[BEGIN The records]
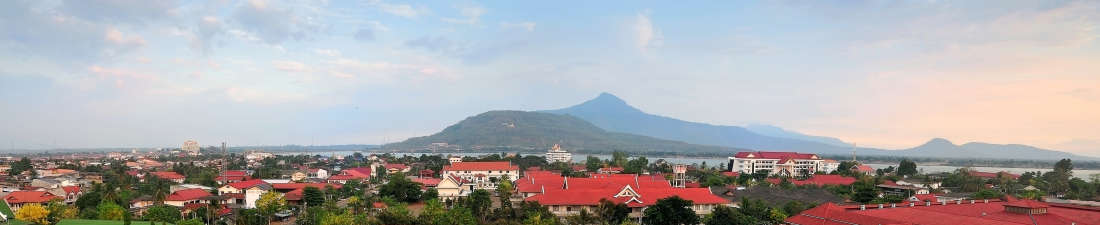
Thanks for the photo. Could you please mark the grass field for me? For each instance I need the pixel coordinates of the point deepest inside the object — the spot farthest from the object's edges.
(94, 222)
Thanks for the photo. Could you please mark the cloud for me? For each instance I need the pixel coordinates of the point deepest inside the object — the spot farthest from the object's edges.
(647, 35)
(439, 44)
(524, 25)
(257, 96)
(204, 33)
(399, 10)
(289, 66)
(120, 11)
(366, 32)
(329, 53)
(28, 30)
(271, 23)
(471, 15)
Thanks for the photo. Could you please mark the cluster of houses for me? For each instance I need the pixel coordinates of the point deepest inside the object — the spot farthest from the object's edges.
(563, 195)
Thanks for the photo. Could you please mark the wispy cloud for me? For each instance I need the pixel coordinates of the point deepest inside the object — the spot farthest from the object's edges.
(647, 35)
(471, 15)
(524, 25)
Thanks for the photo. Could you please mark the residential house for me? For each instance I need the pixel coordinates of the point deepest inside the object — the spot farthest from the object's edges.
(18, 199)
(244, 193)
(351, 173)
(636, 191)
(171, 176)
(949, 213)
(782, 164)
(484, 173)
(186, 197)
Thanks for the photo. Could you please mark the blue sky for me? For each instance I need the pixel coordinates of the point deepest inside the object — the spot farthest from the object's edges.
(882, 74)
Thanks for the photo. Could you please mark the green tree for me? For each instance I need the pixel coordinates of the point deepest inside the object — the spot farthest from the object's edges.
(906, 168)
(190, 222)
(1058, 180)
(397, 214)
(726, 215)
(618, 158)
(540, 220)
(162, 213)
(670, 211)
(986, 194)
(430, 194)
(250, 216)
(400, 188)
(312, 197)
(271, 203)
(109, 211)
(22, 165)
(864, 191)
(582, 218)
(34, 214)
(845, 168)
(479, 202)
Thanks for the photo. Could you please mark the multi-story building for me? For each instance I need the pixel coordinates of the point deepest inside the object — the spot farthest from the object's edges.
(191, 147)
(567, 197)
(932, 212)
(558, 155)
(776, 162)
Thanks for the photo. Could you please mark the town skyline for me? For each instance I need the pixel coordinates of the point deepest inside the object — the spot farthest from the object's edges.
(886, 75)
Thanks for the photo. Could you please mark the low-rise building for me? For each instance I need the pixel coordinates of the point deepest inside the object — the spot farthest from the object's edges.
(186, 197)
(18, 199)
(171, 176)
(558, 155)
(993, 212)
(484, 173)
(637, 192)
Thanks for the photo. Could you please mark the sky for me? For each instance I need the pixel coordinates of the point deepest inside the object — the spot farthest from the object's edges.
(879, 74)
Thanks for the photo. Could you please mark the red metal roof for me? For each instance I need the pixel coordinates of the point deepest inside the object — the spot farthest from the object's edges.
(978, 213)
(428, 181)
(480, 166)
(303, 186)
(246, 183)
(167, 175)
(353, 173)
(187, 194)
(30, 197)
(72, 189)
(294, 195)
(776, 155)
(396, 166)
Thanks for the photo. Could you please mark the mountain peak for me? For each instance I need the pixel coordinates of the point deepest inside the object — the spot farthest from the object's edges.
(939, 141)
(606, 98)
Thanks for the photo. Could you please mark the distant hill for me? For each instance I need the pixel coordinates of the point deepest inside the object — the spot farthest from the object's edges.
(535, 130)
(612, 113)
(946, 148)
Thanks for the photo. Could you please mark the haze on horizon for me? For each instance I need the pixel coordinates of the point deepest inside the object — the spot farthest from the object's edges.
(879, 74)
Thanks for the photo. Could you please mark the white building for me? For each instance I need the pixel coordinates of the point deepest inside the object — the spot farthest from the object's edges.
(776, 162)
(828, 166)
(482, 172)
(255, 156)
(558, 155)
(191, 147)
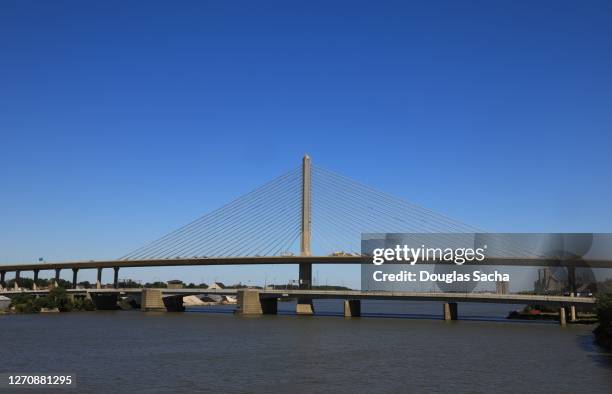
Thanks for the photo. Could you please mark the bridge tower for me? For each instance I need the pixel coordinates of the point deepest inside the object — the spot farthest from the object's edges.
(304, 305)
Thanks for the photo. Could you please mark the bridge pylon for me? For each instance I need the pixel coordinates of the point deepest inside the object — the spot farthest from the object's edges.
(304, 305)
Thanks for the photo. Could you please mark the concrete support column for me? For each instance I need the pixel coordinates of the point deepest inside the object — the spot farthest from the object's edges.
(99, 279)
(249, 302)
(562, 321)
(34, 286)
(304, 304)
(450, 311)
(571, 278)
(269, 306)
(151, 300)
(116, 277)
(104, 301)
(174, 303)
(352, 308)
(74, 277)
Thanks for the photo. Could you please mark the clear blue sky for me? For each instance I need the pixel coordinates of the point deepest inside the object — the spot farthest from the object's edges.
(121, 121)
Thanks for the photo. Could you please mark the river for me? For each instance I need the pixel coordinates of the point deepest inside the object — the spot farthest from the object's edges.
(405, 348)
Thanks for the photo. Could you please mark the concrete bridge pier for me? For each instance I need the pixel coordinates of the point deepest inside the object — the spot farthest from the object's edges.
(352, 308)
(104, 301)
(450, 311)
(74, 277)
(174, 303)
(562, 320)
(251, 303)
(151, 300)
(34, 286)
(304, 305)
(116, 277)
(99, 278)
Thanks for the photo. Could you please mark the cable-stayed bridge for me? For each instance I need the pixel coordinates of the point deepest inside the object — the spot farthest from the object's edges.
(309, 215)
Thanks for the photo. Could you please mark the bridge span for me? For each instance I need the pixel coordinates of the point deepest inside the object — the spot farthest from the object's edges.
(265, 301)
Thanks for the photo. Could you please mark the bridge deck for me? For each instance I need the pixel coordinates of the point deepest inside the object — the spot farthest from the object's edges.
[END The records]
Give back the lines above exactly, from the one with "Thanks for the photo. Could you please mark the cable-stayed" through the last line.

Thanks for the photo. Could you please mark the cable-stayed bridge for me? For each instance I need the pixel coordinates of the point deepest inside the object — the spot farthest from the object's edges.
(309, 215)
Thanks for the photo. Could you please mark the bridge span for me? For each instance I need the pixel coordinates of the point deepest inside the object — the spot farthest from the object's edges.
(265, 301)
Thanks for the photo. Could you please mark the bridge deck for me? For each instance I need the pixel coordinates of the point deepest inside the object — the spot farthest from the object's edges.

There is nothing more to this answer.